*STATED TASK*:
Copy out the records below, putting "inventory sheet" in place of every "species-count log" and changing nothing else.

***

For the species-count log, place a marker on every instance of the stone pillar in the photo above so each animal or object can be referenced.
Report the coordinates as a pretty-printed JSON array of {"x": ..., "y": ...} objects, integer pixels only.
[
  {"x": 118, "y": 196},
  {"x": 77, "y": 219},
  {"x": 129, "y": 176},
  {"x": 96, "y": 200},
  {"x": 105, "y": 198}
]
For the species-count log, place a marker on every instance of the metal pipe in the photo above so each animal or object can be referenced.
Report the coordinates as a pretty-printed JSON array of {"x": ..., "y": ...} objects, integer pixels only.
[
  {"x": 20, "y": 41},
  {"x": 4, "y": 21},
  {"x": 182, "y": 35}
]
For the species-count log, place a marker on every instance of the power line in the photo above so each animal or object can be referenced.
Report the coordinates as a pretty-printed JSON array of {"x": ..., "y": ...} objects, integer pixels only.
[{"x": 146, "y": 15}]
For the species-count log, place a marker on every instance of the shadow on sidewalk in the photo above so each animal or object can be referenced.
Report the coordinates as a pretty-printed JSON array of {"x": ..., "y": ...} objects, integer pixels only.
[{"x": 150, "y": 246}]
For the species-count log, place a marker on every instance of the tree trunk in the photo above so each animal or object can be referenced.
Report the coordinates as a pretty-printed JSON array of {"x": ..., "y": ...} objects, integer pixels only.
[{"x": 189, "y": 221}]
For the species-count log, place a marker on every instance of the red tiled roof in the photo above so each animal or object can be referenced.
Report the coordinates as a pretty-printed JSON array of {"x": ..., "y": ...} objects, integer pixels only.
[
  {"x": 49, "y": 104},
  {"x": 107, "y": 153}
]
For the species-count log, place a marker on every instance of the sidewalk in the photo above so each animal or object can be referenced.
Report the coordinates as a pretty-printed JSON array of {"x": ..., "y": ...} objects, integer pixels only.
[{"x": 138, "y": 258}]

***

*CORRECT ANSWER*:
For the inventory sheet, place a marker on every instance of the stone pillar in the photo above so each animal or object can be referenced.
Report the coordinates as a pretty-printed JSON array of {"x": ..., "y": ...} objects, integer pixels only.
[
  {"x": 118, "y": 196},
  {"x": 77, "y": 219},
  {"x": 129, "y": 176},
  {"x": 96, "y": 200},
  {"x": 105, "y": 198}
]
For the inventory sheet, place a marker on every instance of the metal pipe in the photo above so each animal or object can be referenced.
Report the coordinates as a pretty-printed JSON array of {"x": ..., "y": ...} objects, integer pixels only.
[
  {"x": 20, "y": 41},
  {"x": 4, "y": 21},
  {"x": 182, "y": 35}
]
For the inventory sheet, place a marker on every instance of the power line in the photo above so each animal or object can be referenced.
Report the coordinates as a pretty-printed JSON array of {"x": ..., "y": ...} objects, integer pixels only.
[{"x": 146, "y": 15}]
For the inventory sheet, place a marker on every instance of the shadow on sidewalk in the photo above so each animal or object can be referenced.
Report the coordinates as a pretty-printed JSON array of {"x": ..., "y": ...} objects, integer pixels only.
[{"x": 150, "y": 246}]
For the inventory sheet, place a marker on every instance of the tree trunk in the photo above so each animal or object can be referenced.
Report the coordinates as a pretty-printed JSON array of {"x": ..., "y": ...} objects, integer pixels only.
[{"x": 189, "y": 221}]
For the inventory sheet, place a marker on every instance of the red tiled roof in the photo above so each animal or object can be referenced.
Report the coordinates as a pretty-printed JSON array of {"x": ..., "y": ...} objects, integer pixels only.
[
  {"x": 49, "y": 104},
  {"x": 107, "y": 153}
]
For the inventory sheet, place a marker on every instance of the sidewalk in the photo above so each animal or object can be referenced.
Report the coordinates as a pretty-printed JSON array of {"x": ..., "y": ...} objects, integer pixels only.
[{"x": 138, "y": 258}]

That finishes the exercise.